-- Work instructions --
Can you print every record below exactly as written?

Stored items

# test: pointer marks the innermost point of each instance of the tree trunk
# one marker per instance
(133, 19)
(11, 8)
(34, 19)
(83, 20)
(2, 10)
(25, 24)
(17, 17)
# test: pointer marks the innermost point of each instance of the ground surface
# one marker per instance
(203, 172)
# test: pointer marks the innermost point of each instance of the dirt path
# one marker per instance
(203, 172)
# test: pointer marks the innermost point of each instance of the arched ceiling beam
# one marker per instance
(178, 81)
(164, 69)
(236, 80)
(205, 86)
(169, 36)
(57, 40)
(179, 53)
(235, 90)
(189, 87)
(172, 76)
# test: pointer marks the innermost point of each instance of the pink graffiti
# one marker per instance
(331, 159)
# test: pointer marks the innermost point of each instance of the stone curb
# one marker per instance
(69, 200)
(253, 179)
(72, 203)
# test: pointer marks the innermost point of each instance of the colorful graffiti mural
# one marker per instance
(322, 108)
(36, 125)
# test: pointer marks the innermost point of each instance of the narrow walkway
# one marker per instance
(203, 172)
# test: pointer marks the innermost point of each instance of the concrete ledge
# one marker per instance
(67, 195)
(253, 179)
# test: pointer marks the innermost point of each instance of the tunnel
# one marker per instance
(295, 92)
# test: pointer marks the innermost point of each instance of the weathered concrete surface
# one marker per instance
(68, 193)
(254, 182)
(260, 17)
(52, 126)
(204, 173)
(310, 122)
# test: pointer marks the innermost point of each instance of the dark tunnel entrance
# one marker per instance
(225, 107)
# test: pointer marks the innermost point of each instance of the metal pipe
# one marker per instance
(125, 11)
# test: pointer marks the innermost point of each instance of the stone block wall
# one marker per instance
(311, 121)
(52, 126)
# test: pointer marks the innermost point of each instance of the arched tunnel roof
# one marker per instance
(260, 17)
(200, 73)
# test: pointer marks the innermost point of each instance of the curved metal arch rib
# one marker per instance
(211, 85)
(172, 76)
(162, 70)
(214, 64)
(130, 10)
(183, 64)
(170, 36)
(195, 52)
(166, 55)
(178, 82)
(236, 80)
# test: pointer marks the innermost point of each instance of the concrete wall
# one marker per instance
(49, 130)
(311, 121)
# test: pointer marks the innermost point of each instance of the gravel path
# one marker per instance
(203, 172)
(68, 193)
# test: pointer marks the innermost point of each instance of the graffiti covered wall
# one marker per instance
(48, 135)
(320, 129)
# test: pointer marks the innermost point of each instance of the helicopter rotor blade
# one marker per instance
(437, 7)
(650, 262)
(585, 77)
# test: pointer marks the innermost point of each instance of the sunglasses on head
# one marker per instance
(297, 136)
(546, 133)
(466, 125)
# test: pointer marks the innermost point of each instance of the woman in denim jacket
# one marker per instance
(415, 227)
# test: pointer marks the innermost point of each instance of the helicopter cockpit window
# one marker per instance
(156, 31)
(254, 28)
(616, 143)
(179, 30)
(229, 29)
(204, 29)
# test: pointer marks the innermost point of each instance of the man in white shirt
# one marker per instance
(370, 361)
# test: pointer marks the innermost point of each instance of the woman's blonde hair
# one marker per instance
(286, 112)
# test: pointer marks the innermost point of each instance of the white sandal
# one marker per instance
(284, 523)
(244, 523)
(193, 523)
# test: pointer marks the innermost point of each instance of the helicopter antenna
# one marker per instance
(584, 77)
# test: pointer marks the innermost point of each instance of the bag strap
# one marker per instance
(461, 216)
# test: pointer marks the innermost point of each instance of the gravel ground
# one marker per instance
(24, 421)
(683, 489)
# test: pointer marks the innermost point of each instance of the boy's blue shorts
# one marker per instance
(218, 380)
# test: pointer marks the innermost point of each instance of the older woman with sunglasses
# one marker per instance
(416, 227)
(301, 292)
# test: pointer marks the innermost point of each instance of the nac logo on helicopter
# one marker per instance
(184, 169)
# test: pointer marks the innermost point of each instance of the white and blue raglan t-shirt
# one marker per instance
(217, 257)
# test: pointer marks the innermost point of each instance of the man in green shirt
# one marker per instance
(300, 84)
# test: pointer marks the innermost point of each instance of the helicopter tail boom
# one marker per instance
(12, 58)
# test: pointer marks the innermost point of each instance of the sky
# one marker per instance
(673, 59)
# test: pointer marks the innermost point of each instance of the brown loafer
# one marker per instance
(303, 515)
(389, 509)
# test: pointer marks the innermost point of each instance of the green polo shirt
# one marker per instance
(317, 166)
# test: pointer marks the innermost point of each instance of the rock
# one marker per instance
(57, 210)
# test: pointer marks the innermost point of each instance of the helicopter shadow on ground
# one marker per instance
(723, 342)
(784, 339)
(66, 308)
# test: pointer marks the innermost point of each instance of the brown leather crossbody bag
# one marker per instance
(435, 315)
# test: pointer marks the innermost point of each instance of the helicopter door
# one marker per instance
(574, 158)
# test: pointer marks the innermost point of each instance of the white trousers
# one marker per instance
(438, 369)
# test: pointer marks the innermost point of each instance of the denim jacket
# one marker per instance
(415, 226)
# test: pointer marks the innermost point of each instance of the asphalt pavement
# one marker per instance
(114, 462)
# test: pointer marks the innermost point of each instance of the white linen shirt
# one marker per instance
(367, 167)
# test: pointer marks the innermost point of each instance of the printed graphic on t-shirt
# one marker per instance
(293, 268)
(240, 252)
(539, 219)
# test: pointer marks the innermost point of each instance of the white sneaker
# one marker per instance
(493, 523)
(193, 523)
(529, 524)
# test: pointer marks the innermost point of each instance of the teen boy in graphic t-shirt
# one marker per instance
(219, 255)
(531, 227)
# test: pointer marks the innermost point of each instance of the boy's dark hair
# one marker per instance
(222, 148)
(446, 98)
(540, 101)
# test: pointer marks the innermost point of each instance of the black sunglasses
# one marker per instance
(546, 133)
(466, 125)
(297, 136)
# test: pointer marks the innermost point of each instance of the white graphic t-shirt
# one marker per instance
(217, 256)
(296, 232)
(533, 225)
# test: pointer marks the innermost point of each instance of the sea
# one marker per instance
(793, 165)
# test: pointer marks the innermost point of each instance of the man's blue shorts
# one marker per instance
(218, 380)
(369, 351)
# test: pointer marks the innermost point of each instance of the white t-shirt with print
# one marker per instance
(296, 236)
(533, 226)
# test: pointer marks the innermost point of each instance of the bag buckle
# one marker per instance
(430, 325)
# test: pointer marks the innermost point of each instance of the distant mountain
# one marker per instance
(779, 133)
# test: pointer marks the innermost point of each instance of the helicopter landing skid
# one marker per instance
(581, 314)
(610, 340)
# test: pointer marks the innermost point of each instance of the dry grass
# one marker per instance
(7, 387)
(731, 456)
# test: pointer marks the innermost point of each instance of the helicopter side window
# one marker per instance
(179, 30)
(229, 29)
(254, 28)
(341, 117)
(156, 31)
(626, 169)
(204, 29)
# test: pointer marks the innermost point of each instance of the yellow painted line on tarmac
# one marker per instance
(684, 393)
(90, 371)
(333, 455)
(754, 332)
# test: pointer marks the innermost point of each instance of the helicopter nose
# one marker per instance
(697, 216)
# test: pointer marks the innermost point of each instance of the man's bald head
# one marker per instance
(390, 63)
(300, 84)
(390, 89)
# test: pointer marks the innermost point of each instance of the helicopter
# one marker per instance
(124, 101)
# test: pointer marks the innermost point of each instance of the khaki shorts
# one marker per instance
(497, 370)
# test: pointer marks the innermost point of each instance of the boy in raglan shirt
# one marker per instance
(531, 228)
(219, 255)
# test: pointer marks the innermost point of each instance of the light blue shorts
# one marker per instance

-- Response to the exercise --
# test: pointer marks the innermost point of each instance of the tree trunk
# one marker per instance
(133, 19)
(11, 8)
(34, 19)
(83, 20)
(2, 10)
(25, 24)
(17, 17)
# test: pointer marks the innermost point of each instance of the ground surface
# one marker per instance
(203, 172)
# test: pointer marks the innermost point of each instance of the dirt path
# one marker per instance
(203, 172)
# test: pointer marks the innermost point of each instance of the arched ceiling beam
# one marker per instance
(178, 81)
(164, 69)
(236, 80)
(205, 86)
(169, 36)
(57, 40)
(179, 53)
(235, 90)
(189, 87)
(172, 76)
# test: pointer marks the innermost point of each instance of the pink graffiti
# one marker per instance
(331, 159)
# test: pointer marks the innermost point of each instance of the stone curb
# one marker per instance
(69, 200)
(253, 179)
(72, 203)
# test: pointer marks the innermost point of each instance of the colorful graffiti mural
# one marker per instance
(322, 108)
(36, 125)
# test: pointer marks the innermost point of each instance of the narrow walkway
# one marker per instance
(203, 172)
# test: pointer marks the innermost point of each instance of the concrete ledge
# one marker per instance
(67, 195)
(253, 179)
# test: pointer marks the innermost point of each instance of the tunnel
# one marker per instance
(295, 92)
# test: pointer marks the innermost point of each instance of the weathered concrete surface
# one marker per instance
(68, 193)
(254, 182)
(260, 17)
(52, 126)
(204, 173)
(310, 122)
# test: pointer marks the innermost point of each instance of the dark tunnel entrance
# one marker per instance
(225, 107)
# test: pointer marks the innermost point of each instance of the metal pipe
# one marker per instance
(125, 11)
# test: pointer marks the innermost point of each instance of the stone block wall
# one marker per instance
(311, 121)
(52, 126)
# test: pointer marks the innermost point of each instance of the arched tunnel roof
# one marker per instance
(260, 17)
(200, 73)
# test: pointer marks the innermost point of each instance of the curved metal arch rib
# one marker per instance
(211, 85)
(172, 76)
(162, 70)
(214, 64)
(130, 10)
(183, 64)
(170, 36)
(195, 52)
(166, 55)
(178, 82)
(236, 80)
# test: pointer marks the innermost point of each instance of the concrete wall
# one marker per instance
(49, 130)
(311, 121)
# test: pointer marks the innermost point of each instance of the gravel path
# one marker per instance
(203, 172)
(68, 193)
# test: pointer marks the innermost point of each instance of the graffiti covered wall
# one marker per instance
(48, 135)
(320, 129)
# test: pointer marks the innermost point of each instance of the helicopter rotor blade
# one marker per instance
(437, 7)
(650, 262)
(585, 77)
# test: pointer marks the innermost point of each instance of the sunglasses on head
# one marker per instance
(297, 136)
(546, 133)
(466, 125)
# test: pointer marks the innermost point of each instance of the woman in denim jacket
# one marker per instance
(415, 227)
# test: pointer marks the innermost point of each instance of the helicopter cockpit window
# one marker per instance
(156, 31)
(254, 28)
(616, 143)
(179, 30)
(229, 29)
(204, 29)
# test: pointer marks the innermost point of each instance of the man in white shirt
# one marker per instance
(370, 361)
# test: pointer marks the innermost point of each instance of the woman's blonde hair
# one marker per instance
(286, 112)
# test: pointer marks the innermost point of each instance of the white sandal
# one marker per instance
(284, 523)
(244, 523)
(193, 523)
# test: pointer marks the innermost point of each instance of the helicopter antenna
# one marker per instance
(584, 77)
# test: pointer marks the innermost point of each instance of the bag strap
# one marker per instance
(461, 216)
# test: pointer marks the innermost point of each instance of the gravel ground
# one marker per instance
(24, 421)
(683, 489)
# test: pointer marks the innermost point of each instance of the boy's blue shorts
# one marker per instance
(218, 380)
# test: pointer marks the innermost point of each instance of the older woman with sunglasses
# one marker per instance
(416, 227)
(301, 292)
# test: pointer marks the innermost point of each instance of the nac logo on helicopter
# one marker per instance
(184, 169)
# test: pointer marks the innermost point of each instance of the white and blue raglan t-shirt
# one marker per instance
(217, 257)
# test: pointer marks the innermost point of each instance of the man in green shirt
# one marker per instance
(300, 84)
# test: pointer marks the innermost point of each instance of the helicopter tail boom
# one marker per instance
(12, 58)
# test: pointer marks the innermost point of each instance of the sky
# one marker per instance
(673, 59)
# test: pointer marks the innermost point of each instance of the brown loafer
# one marker per instance
(303, 515)
(389, 509)
# test: pointer marks the innermost point of each instance of the green polo shirt
# one marker per instance
(317, 166)
# test: pointer marks the innermost point of each instance of the rock
# one marker per instance
(57, 210)
# test: pointer marks the innermost point of each instance of the helicopter shadow on ground
# one marker per instance
(723, 342)
(784, 339)
(66, 308)
# test: pointer marks the innermost point of each instance of the brown leather crossbody bag
# one marker per instance
(435, 315)
# test: pointer marks the innermost point of each instance of the helicopter door
# one marker per instance
(574, 158)
# test: pointer marks the innermost point of each instance of the white trousers
# one marker per instance
(438, 369)
# test: pointer marks the innermost point of each instance of the denim jacket
# one marker per instance
(415, 226)
# test: pointer marks the innermost point of each instance of the asphalt pavement
# one marker per instance
(114, 462)
# test: pointer marks the innermost point of each instance of the white linen shirt
# one marker per instance
(367, 167)
# test: pointer marks the innermost point of each instance of the printed graphic on t-shirt
# one marker per instance
(293, 268)
(240, 252)
(539, 219)
# test: pointer marks the innermost point of each instance of the white sneaker
# one marker per instance
(493, 523)
(193, 523)
(529, 524)
# test: pointer marks the innermost point of each instance of the teen boy in graphic t-shirt
# one marker per instance
(219, 255)
(531, 227)
# test: pointer marks the innermost point of each instance of the boy's dark hair
# one marker per instance
(222, 148)
(446, 98)
(540, 101)
# test: pointer marks the innermost point of each instance of the black sunglasses
# one marker per instance
(546, 133)
(466, 125)
(297, 136)
# test: pointer marks the innermost point of each instance of the white graphic t-shirt
# one marker per instance
(217, 256)
(296, 232)
(533, 225)
# test: pointer marks the innermost point of each instance of the sea
# one marker per instance
(793, 165)
# test: pointer marks the innermost point of each instance of the man's blue shorts
# one marker per instance
(218, 380)
(369, 351)
# test: pointer marks the innermost point of each instance of the white t-shirt with print
# one marker per instance
(296, 236)
(533, 226)
# test: pointer marks the innermost point of each instance of the bag buckle
# one marker per instance
(430, 325)
# test: pointer marks the innermost point of each instance of the distant mountain
# one marker per instance
(779, 133)
# test: pointer marks the innermost point of each instance of the helicopter landing skid
# one marker per instance
(581, 314)
(610, 340)
# test: pointer marks the innermost point of each instance of the dry grass
# one marker per instance
(7, 387)
(731, 456)
# test: pointer marks the innermost point of each instance of the helicopter side window
# one marker per instance
(179, 30)
(229, 29)
(254, 28)
(341, 117)
(156, 31)
(626, 169)
(204, 29)
# test: pointer marks the innermost point of each instance of the yellow painted line on tarmac
# one marker per instance
(684, 393)
(90, 371)
(333, 455)
(754, 332)
# test: pointer marks the innermost point of each instance of the helicopter nose
# one marker per instance
(697, 216)
# test: pointer marks the innermost point of each instance of the man's bald head
# one marker per instance
(390, 63)
(300, 84)
(390, 89)
# test: pointer marks the innermost point of each instance of the helicopter
# one marker per instance
(124, 101)
# test: pointer marks the innermost point of each instance of the khaki shorts
# one marker per instance
(497, 370)
# test: pointer marks the innermost point of each instance of the boy in raglan shirt
# one marker per instance
(531, 228)
(219, 255)
# test: pointer marks the innermost point of each instance of the light blue shorts
# one marker per instance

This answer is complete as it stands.